:: Material for the task
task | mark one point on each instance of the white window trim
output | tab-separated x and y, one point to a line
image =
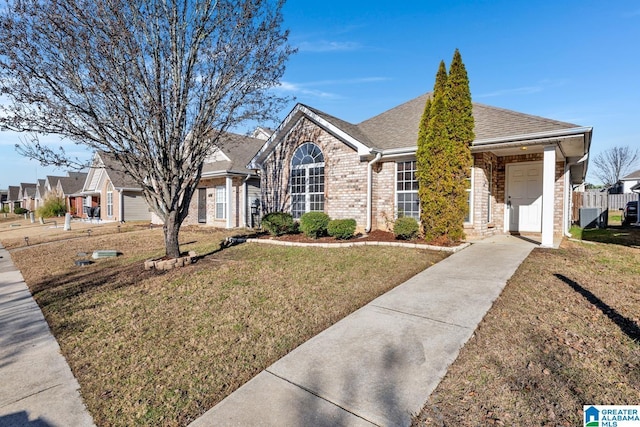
109	203
307	193
395	202
471	197
221	199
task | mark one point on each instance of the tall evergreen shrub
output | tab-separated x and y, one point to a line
443	158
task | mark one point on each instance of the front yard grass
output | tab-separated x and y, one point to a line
154	348
564	333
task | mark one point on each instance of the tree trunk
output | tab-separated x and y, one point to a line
171	230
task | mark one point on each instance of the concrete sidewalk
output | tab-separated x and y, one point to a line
37	388
379	365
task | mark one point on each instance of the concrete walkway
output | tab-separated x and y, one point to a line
379	365
37	388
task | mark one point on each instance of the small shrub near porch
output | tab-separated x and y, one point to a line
406	228
342	229
314	224
278	223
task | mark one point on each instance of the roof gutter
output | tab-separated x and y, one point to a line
528	139
370	189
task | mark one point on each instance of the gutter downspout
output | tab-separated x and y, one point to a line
246	200
370	189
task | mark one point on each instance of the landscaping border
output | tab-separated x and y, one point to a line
451	249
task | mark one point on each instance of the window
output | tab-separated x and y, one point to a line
221	202
307	180
469	187
489	191
407	202
110	201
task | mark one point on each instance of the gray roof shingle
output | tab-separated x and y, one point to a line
240	149
398	127
632	176
73	183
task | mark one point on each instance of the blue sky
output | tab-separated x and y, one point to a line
574	61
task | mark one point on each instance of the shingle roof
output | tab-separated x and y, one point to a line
114	169
240	149
28	190
398	127
632	176
12	193
73	183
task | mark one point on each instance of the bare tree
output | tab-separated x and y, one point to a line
614	163
156	83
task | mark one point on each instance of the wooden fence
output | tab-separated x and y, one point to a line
601	200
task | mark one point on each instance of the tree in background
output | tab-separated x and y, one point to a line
614	163
156	83
443	158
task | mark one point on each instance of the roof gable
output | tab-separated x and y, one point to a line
632	176
232	158
398	127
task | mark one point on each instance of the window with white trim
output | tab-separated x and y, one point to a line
110	201
221	202
407	201
489	192
307	180
469	190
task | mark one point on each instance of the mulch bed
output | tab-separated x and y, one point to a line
373	236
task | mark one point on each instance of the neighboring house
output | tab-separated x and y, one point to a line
50	186
522	177
40	194
69	187
13	198
629	181
110	194
27	196
228	195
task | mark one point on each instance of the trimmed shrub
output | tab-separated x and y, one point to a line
406	228
314	224
342	228
53	206
278	223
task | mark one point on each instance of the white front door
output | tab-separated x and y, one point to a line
524	197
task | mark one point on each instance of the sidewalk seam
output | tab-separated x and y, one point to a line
320	397
420	317
30	395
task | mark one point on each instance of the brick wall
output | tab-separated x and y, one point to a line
345	174
481	161
237	203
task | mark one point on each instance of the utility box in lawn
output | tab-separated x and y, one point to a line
593	217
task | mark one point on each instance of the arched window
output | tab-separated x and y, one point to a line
307	180
110	200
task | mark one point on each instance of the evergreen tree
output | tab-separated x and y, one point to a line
461	135
443	157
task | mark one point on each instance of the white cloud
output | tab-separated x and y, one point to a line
306	89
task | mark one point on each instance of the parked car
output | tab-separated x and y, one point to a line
630	213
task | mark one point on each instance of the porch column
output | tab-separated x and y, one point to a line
548	189
229	182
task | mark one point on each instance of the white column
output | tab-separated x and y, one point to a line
548	189
229	183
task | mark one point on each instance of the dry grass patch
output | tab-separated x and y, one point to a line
564	333
161	348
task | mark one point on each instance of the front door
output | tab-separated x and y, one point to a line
524	197
202	205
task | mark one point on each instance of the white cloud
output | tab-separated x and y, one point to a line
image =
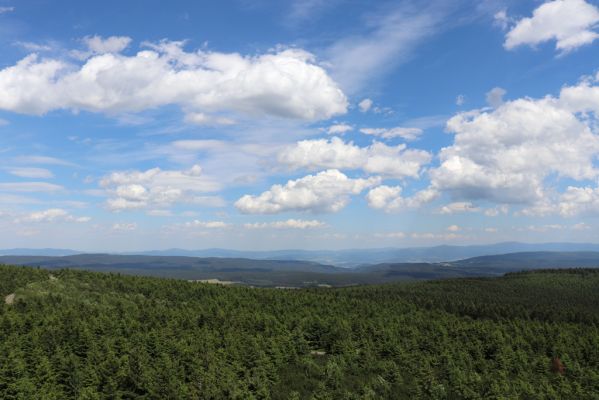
206	224
327	191
156	188
53	215
494	97
288	224
112	44
339	129
286	84
378	158
389	199
198	118
391	133
458	207
124	226
435	236
365	105
571	23
495	211
505	155
39	173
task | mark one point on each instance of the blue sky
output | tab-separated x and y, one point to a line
297	124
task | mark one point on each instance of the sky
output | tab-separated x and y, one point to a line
316	124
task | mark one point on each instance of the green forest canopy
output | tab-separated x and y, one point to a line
75	334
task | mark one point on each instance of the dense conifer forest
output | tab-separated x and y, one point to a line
68	334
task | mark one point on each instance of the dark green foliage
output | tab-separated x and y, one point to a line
88	335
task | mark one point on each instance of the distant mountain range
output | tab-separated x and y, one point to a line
293	273
351	257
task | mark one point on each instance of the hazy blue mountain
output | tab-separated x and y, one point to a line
307	273
357	257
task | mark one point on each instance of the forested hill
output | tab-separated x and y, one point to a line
273	273
69	334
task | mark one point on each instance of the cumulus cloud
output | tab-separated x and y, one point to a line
113	44
378	158
389	198
458	207
392	133
571	23
327	191
495	211
53	215
288	224
287	83
206	224
339	129
157	188
506	154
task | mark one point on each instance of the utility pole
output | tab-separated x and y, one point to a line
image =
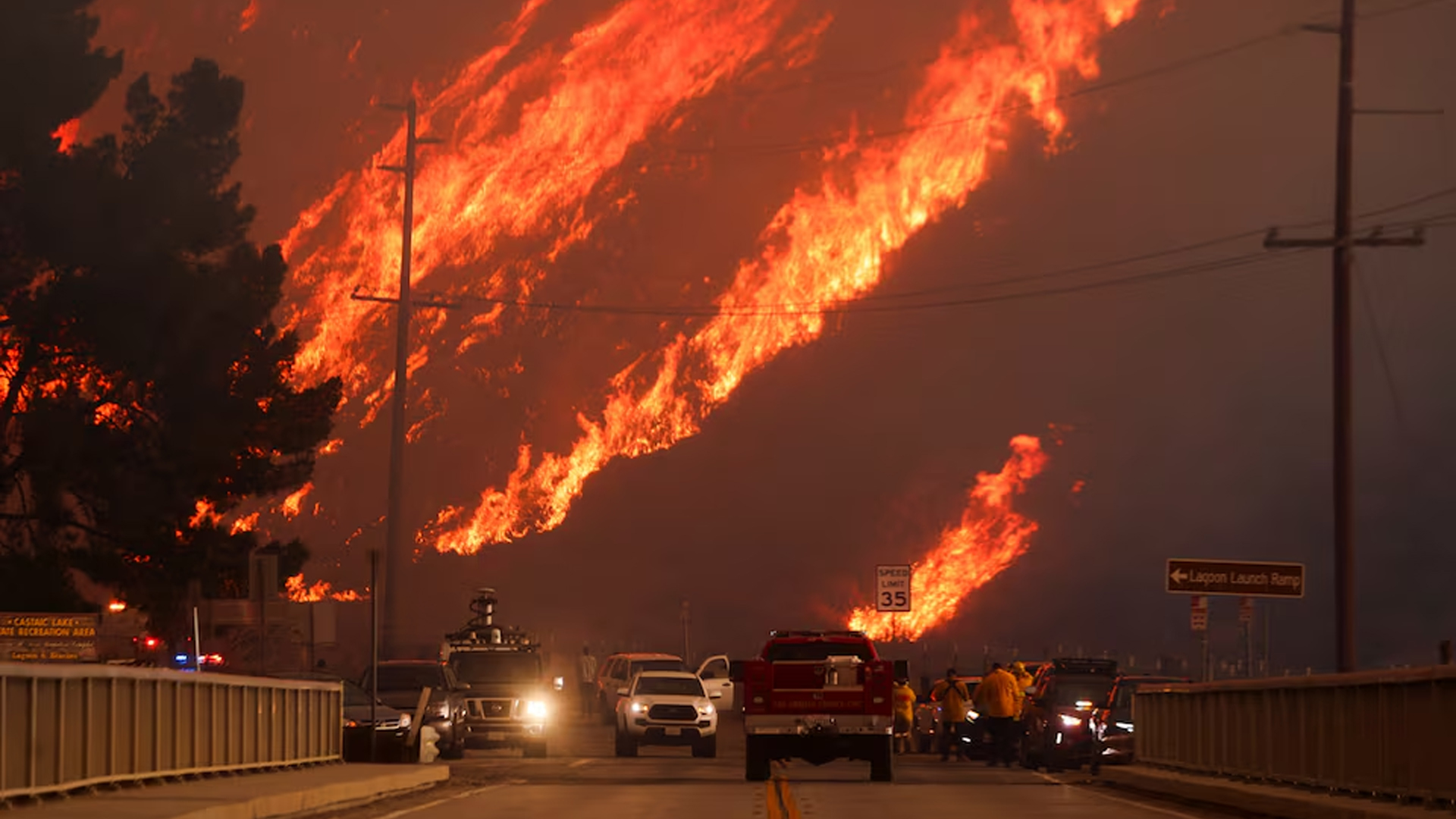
::::
## [Goal of the exercise]
From the items above, select and copy each line that contains the word "utility".

## [The result]
task | mark one point on each instance of the utility box in lawn
task | mark one point on each instance of the utility pole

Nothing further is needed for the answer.